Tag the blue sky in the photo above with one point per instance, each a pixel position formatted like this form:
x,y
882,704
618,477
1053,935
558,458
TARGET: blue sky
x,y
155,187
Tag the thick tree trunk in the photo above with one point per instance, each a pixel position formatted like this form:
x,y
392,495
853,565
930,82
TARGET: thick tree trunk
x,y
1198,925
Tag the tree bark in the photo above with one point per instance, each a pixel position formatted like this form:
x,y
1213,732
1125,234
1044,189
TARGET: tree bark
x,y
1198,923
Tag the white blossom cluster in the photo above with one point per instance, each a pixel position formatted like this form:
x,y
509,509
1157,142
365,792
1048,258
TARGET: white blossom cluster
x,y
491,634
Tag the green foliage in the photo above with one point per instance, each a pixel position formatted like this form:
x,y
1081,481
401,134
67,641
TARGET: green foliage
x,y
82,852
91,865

++++++

◆ Instructions for the task
Return every entry verbatim.

◆ Output of the task
Tag the blue sky in the photo above with one point per instance, each a pixel position formatted like this form:
x,y
882,704
618,477
1053,935
558,458
TARGET: blue sky
x,y
155,187
Tag the thick tree trunk in the photo above with one point per instance, each a pixel position formatted like this form:
x,y
392,495
853,565
930,82
TARGET: thick tree trunk
x,y
1198,925
Tag the tree bark in the photo above with one point per instance, each a pixel position formatted like this form:
x,y
1213,732
1125,234
1044,189
TARGET: tree bark
x,y
1198,923
Tag the white blossom cluster in the photo above with one point per instance, each a pixel position formatted like this form:
x,y
509,509
1157,142
365,792
1048,258
TARGET: white blossom cluster
x,y
491,634
Tag the green foliage in the photo above with one point per instance, each a pixel position formatted like this form:
x,y
1081,481
401,134
67,641
TARGET: green foliage
x,y
82,852
91,865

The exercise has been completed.